[STUDY QUESTIONS]:
A. In the journal entry about the two birds, why did Buddy turn up in the bathroom even though he usually doesn't go to that part of the house? Answer in one to three sentences.
B. In the journal entry about the two birds, what is the only thing the writer asks of the birds?

[EXERCISE PASSAGE]:
##########
October 12 in Scott

  • Oct. 13, 2024, 2:43 a.m.
  • |
  • Public

Birds.
A couple days ago I was late getting up and as I was in the bathroom, I heard a rush of wings and air, and both of my birds were in the bathroom. Buddy usually does not go to this part of the house, but wherever Max goes, buddy will go. It was amusing. Also he seems surprised that he was in this part of the house like, how the hell did I get here?

I have a routine of making oatmeal with other things in it in the morning and making one cup of coffee. The birds will creep out of their little bedroom thing that looks like a pup tent and I think blearily look around and try to wake up. They were both squat on a tree branch and take a giant shit on newspapers below. They will eagerly wait for me to peel a banana and share it with them. Maxi loves bananas. I can tell this by how she bobs her head. It’s a way of starting my day with humor. This morning, as I was adding cream to my coffee buddy, was a stupid ass and stuck his beak into it and jumped back, shaking his head. Poor dumb bastards scolded himself I think. When I had the oatmeal made with almond milk, he found a little pool of almond milk in the bowl and put his bacon into it for a while. Not such a dumbass. He’s had a good appetite so I think he’s doing OK. That dumbass has to put his beak into everything I try to cook. Whet I’m making a smoothie he will try to get up on the edge of the blender and eat what I am throwing into the blender while it is not running, of course. Tonight I sat watching television, and the birds were above me to the left on tree branches. I have hanging down from the wall . I was flattered touched honored when I saw a buddy looking down at me. It’s taken a few years, but he is lukewarming up to me. Tonight I told both birds that I love them and they don’t have to love me. It’s OK what’s important is that I love them. I think the only thing I ask of them is not to poop on me, but even that is forgivable.
##########
[RECORDED INFORMATION]:
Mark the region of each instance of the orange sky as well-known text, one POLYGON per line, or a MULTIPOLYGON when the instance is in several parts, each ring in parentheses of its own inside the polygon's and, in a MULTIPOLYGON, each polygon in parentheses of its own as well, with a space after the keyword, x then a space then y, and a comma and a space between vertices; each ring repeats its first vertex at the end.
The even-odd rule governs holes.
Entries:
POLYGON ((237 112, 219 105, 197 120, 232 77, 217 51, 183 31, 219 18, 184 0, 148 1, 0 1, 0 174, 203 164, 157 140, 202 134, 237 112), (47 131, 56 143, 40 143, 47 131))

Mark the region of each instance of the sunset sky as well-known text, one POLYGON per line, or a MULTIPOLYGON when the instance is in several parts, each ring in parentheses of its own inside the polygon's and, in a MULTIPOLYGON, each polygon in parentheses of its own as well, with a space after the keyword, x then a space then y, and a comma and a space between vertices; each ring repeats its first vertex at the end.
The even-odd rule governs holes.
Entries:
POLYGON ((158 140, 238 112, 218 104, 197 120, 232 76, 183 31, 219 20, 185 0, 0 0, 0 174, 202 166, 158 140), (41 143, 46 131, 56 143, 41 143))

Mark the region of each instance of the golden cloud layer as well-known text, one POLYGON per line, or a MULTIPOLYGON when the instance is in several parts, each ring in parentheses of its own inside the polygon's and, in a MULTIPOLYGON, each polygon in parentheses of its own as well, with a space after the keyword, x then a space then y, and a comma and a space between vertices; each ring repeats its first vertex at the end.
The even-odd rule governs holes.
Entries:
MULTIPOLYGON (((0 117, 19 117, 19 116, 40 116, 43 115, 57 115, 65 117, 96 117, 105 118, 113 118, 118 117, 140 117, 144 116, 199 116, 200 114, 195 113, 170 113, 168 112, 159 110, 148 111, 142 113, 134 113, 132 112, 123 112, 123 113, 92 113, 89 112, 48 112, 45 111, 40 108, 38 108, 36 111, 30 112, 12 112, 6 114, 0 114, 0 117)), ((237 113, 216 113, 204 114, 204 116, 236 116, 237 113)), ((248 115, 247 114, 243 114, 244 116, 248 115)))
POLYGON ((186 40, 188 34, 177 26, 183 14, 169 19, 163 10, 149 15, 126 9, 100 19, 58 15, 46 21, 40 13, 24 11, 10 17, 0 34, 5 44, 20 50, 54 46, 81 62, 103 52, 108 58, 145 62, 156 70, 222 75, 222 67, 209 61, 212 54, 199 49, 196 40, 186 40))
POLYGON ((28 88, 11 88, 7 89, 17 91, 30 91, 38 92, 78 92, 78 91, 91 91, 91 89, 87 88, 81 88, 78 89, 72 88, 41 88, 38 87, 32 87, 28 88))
##########
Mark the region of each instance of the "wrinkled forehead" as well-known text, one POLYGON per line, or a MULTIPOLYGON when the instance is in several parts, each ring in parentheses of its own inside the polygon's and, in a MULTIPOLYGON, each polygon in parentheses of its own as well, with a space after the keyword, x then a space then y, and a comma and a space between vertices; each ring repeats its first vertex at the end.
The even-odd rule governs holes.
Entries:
##########
[ANSWERS TO THE PROBLEMS]:
A. Buddy follows Max wherever Max goes. Max flew into the bathroom, so Buddy came too, even though he doesn't usually go to that part of the house.

B. Not to poop on the writer, though even that is forgivable.